### EXERCISE SET
(a) From the football column below, quote the passage between "THANK goodness for" and "to inhale deeply?", inclusive.
(b) Summarize the football column below in two sentences.

* Start TEXT BLOCK *

THANK goodness for Phil Neville.
For, without that attempt to kick Romanian striker Moldovan into Moldova, the aching embarrassment would have dragged on.
I was surely not alone in urging Ganea to slot the penalty home.
The added bonus is that our loyal band of knuckle-scrapers are now scratching their heads, groping for new focuses for their hate.
But the real relief was derived through a desire to see an end to our enduring footballing humiliation.
It's difficult to become too nasty about Kevin Keegan, as he is a master at generating pity instead of the deserved contempt.
Which player could have failed to have been inspired by his repeated touchline gesture, urging his men to inhale deeply?
Perhaps that's why we ran out of puff at the end, as he clearly forgot to remind them to breathe out.
I do, however, admire this back to basics approach as it is clear that England footballers need re-educating in the most rudimentary of skills.

* End TEXT BLOCK *
* Start DATA LISTING *

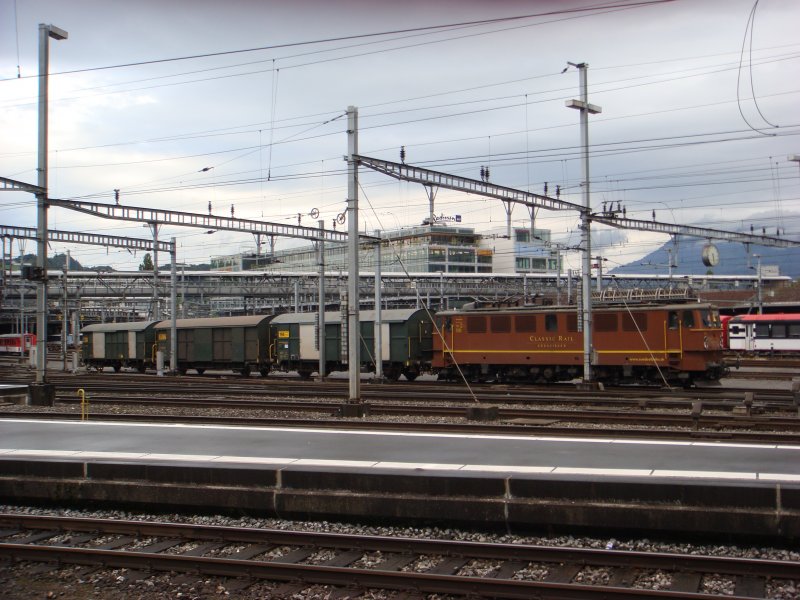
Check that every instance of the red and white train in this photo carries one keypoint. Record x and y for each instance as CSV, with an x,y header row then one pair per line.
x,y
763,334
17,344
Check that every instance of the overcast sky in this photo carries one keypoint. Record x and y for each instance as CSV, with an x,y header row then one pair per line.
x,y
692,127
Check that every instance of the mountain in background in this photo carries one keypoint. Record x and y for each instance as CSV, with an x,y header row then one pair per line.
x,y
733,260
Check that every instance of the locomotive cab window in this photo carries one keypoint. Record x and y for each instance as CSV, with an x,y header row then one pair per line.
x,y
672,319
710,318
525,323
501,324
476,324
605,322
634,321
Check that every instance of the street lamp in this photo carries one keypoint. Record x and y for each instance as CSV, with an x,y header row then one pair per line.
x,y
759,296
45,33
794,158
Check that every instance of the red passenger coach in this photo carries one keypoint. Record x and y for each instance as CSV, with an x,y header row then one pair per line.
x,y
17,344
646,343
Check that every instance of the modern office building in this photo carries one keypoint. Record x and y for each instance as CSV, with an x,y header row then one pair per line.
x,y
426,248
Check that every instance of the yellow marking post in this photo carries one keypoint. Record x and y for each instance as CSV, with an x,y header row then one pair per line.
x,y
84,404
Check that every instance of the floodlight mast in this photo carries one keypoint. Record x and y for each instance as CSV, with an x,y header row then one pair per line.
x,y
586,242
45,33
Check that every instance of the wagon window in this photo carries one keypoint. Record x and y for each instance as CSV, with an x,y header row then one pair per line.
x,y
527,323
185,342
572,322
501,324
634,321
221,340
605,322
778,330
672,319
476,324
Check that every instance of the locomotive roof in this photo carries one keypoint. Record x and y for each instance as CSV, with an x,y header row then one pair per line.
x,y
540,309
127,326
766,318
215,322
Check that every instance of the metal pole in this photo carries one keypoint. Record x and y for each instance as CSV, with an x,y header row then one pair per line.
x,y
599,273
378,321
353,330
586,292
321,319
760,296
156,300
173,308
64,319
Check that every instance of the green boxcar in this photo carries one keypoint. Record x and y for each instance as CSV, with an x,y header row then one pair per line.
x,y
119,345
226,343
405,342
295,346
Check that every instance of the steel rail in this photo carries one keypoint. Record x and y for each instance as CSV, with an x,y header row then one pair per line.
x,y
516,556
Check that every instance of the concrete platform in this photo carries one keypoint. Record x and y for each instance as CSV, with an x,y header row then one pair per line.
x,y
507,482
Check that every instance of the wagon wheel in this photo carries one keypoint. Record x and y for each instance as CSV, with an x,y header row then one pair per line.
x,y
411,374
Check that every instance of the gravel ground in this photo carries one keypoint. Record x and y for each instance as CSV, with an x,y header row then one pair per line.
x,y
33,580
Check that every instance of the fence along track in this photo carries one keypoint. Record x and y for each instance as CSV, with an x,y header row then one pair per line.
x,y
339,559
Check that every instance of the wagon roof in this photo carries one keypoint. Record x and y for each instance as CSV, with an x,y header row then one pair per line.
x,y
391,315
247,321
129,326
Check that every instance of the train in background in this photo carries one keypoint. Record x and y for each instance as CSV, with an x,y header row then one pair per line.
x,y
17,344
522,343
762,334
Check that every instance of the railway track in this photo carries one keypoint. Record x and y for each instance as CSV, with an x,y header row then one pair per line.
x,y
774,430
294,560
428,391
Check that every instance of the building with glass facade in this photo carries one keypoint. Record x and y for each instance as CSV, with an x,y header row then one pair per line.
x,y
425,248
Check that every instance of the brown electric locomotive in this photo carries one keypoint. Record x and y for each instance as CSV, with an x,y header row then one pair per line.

* End DATA LISTING *

### TASK RESPONSES
(a)
THANK goodness for Phil Neville.
For, without that attempt to kick Romanian striker Moldovan into Moldova, the aching embarrassment would have dragged on.
I was surely not alone in urging Ganea to slot the penalty home.
The added bonus is that our loyal band of knuckle-scrapers are now scratching their heads, groping for new focuses for their hate.
But the real relief was derived through a desire to see an end to our enduring footballing humiliation.
It's difficult to become too nasty about Kevin Keegan, as he is a master at generating pity instead of the deserved contempt.
Which player could have failed to have been inspired by his repeated touchline gesture, urging his men to inhale deeply?

(b) The writer is thankful for Phil Neville's attempt to kick Moldovan and urged Ganea to score the penalty, as it ended the aching embarrassment of the team's enduring footballing humiliation. Kevin Keegan is mocked for his touchline gesture urging his players to inhale deeply, and the writer says England footballers need re-educating in the most rudimentary skills.